» **Selected extract**:
Amendment 9, in clause 2, page 2, line 42, at end insert

“, which may include electrification investment that decarbonises upstream oil and gas activities”.

This amendment would put on the face of the bill that electrification investment which decarbonises upstream oil and gas activities is eligible for relief.

Clause 2 stand part.

Clauses 3 to 11 stand part.

Amendment 1, in clause 12, page 9, line 32, after “levy” insert

“and the amount of tax relief on additional expenditure treated as incurred that the responsible company is claiming under section 2 of this Bill.

(2A) The data submitted by responsible companies under subsection (2) of this section must be published in aggregate on a quarterly basis.”

This amendment requires companies making a payment of the levy to also provide information to HMRC about the amount of extra tax relief they are claiming under section 2 of the Bill, and requires the total amounts of levy received and tax reliefs claimed every quarter to be published.

Clause 12 stand part.

Collected data:
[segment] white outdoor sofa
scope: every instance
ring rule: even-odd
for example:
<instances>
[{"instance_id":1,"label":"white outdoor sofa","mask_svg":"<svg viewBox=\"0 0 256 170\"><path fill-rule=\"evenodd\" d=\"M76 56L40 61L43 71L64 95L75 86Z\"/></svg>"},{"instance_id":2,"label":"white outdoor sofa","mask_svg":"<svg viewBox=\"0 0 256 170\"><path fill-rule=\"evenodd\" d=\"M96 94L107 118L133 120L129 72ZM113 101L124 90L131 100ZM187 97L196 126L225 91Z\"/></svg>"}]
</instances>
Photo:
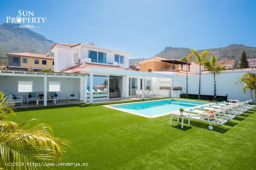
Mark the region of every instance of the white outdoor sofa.
<instances>
[{"instance_id":1,"label":"white outdoor sofa","mask_svg":"<svg viewBox=\"0 0 256 170\"><path fill-rule=\"evenodd\" d=\"M59 101L59 94L57 92L48 92L47 93L47 97L51 97L50 94L51 93L55 93L57 94L57 96L53 96L53 98L54 99L56 99L56 101ZM33 95L35 94L35 97L34 96L30 96L29 97L29 95ZM28 92L27 93L27 103L28 103L29 101L37 101L38 100L40 99L40 97L39 96L40 94L43 94L44 92ZM42 98L43 99L43 97L42 97Z\"/></svg>"},{"instance_id":2,"label":"white outdoor sofa","mask_svg":"<svg viewBox=\"0 0 256 170\"><path fill-rule=\"evenodd\" d=\"M68 101L68 103L78 102L78 94L76 93L70 94L67 96L67 99Z\"/></svg>"},{"instance_id":3,"label":"white outdoor sofa","mask_svg":"<svg viewBox=\"0 0 256 170\"><path fill-rule=\"evenodd\" d=\"M13 93L9 93L7 95L7 98L10 101L15 103L15 106L13 107L22 107L23 106L23 99L22 96L16 96Z\"/></svg>"}]
</instances>

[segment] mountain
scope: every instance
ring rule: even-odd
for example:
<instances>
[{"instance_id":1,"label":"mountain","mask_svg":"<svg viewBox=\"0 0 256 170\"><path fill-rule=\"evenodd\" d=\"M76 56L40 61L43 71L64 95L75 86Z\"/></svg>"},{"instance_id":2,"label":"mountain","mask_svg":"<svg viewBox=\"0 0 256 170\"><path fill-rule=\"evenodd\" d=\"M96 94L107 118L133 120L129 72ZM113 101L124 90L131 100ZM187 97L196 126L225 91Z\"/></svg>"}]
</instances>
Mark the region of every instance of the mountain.
<instances>
[{"instance_id":1,"label":"mountain","mask_svg":"<svg viewBox=\"0 0 256 170\"><path fill-rule=\"evenodd\" d=\"M213 52L218 57L218 60L238 60L242 51L246 52L247 58L256 58L256 47L250 47L243 44L230 44L225 47L206 49ZM199 50L202 52L203 50ZM189 49L186 48L165 47L159 54L163 58L168 59L181 59L187 56L190 53Z\"/></svg>"},{"instance_id":2,"label":"mountain","mask_svg":"<svg viewBox=\"0 0 256 170\"><path fill-rule=\"evenodd\" d=\"M8 52L34 52L46 54L54 42L27 28L15 28L19 24L0 25L0 64ZM5 61L6 62L6 61Z\"/></svg>"}]
</instances>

» **Activity list**:
a) Please retype the portion of the bill amendments starting at "Clauses 3 to" and ending at "12 stand part.".
b) According to the bill amendments, how often must the aggregate data from responsible companies be published?
c) Write what comes next in the bill amendments, picking up after "Clause 12 stand part."

» **Responses by task**:
a)
Clauses 3 to 11 stand part.

Amendment 1, in clause 12, page 9, line 32, after “levy” insert

“and the amount of tax relief on additional expenditure treated as incurred that the responsible company is claiming under section 2 of this Bill.

(2A) The data submitted by responsible companies under subsection (2) of this section must be published in aggregate on a quarterly basis.”

This amendment requires companies making a payment of the levy to also provide information to HMRC about the amount of extra tax relief they are claiming under section 2 of the Bill, and requires the total amounts of levy received and tax reliefs claimed every quarter to be published.

Clause 12 stand part.

b) On a quarterly basis.

c)
Clauses 13 to 19 stand part.

That schedule 1 be the First schedule to the Bill.

That schedule 2 be the Second schedule to the Bill.

New clause 1—Assessment of revenue effects of a higher Energy Profits Levy—

‘The Chancellor of the Exchequer must, no later than 30 September 2022, lay before the House of Commons an assessment of the effects on—

(a) tax revenues, and

(b) oil and gas company profits

of the Energy Profits Levy being charged at 45%.’

This new clause would require the Government to publish an assessment of the effect on tax revenues and on oil and gas company profits of charging the Energy Profits Levy at 45% rather than 25%.

New clause 2—Review of the impact of tax relief on additional expenditure treated as incurred—

‘The Chancellor of the Exchequer must, by 26 August 2023, publish an assessment of the impact of the tax relief provided by this Act on the UK’s energy market, including the impact on—

(a) net zero obligations;

(b) energy security;

(c) renewable energy supplies; and

(d) fracking.’

This new clause requires an assessment, within three months of the end of the first year of the levy being in place, of what impact the Bill’s extra tax relief for investment expenditure by oil and gas companies would have on the UK’s net zero obligations and other aspects of the energy market.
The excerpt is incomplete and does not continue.